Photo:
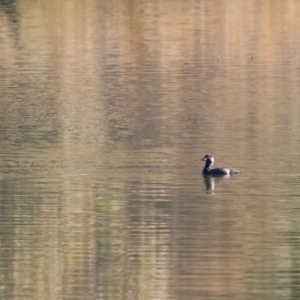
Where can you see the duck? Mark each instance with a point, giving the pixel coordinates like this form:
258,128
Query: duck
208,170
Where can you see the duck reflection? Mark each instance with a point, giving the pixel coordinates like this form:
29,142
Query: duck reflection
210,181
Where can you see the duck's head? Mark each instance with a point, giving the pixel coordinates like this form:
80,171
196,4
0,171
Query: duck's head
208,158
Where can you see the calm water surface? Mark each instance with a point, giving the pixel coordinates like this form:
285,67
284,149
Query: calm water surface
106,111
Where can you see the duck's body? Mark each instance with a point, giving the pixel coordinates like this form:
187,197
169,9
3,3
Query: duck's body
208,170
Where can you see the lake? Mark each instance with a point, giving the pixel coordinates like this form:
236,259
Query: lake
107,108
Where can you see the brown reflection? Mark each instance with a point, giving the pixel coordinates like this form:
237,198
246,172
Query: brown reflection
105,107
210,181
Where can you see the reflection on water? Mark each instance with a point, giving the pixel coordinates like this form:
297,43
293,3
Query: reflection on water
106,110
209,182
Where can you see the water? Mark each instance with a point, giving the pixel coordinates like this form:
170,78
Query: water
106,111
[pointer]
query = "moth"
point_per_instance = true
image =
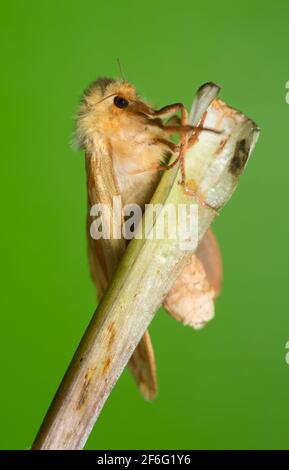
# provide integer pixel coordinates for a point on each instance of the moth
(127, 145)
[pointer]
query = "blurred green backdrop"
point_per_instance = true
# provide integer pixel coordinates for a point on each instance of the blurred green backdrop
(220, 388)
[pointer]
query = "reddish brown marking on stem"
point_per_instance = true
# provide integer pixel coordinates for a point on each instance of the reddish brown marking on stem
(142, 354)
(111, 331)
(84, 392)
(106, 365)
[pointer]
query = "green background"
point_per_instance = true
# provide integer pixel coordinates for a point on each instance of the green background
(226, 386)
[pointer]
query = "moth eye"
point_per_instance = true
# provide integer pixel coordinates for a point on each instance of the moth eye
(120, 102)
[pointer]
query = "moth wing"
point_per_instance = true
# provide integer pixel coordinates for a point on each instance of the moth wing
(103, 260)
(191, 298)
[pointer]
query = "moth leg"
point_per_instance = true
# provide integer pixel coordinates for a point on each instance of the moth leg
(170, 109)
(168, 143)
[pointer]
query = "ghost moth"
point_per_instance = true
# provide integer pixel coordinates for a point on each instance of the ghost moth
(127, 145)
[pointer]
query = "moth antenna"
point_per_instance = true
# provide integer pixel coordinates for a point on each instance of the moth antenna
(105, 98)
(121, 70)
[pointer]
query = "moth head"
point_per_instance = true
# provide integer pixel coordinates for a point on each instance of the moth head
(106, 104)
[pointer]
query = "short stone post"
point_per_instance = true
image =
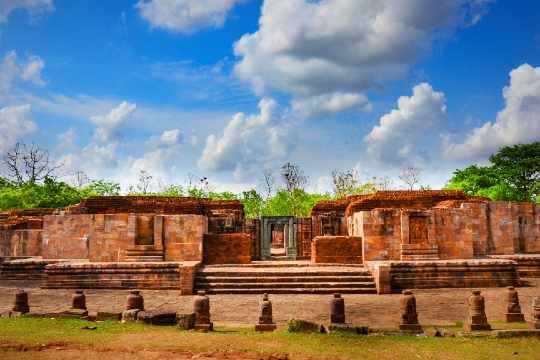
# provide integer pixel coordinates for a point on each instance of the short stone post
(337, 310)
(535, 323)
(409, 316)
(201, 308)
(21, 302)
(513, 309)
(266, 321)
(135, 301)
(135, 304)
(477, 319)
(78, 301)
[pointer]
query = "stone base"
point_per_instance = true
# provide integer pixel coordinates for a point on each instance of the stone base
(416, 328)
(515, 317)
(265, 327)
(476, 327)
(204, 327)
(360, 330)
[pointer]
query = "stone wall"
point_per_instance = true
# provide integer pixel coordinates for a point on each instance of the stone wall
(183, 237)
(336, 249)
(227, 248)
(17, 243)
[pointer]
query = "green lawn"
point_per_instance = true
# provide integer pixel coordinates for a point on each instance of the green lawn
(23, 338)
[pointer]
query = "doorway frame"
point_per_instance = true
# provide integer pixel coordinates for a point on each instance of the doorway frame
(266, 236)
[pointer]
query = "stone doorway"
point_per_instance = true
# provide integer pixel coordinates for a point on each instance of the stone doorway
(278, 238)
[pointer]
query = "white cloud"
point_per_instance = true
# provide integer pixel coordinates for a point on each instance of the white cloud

## EXERCISE AIM
List each line of the data above that contains the word "base".

## RESPONSE TO THE EXERCISE
query = "stone base"
# provide integer pixel coordinates for a point on each instance of the stone base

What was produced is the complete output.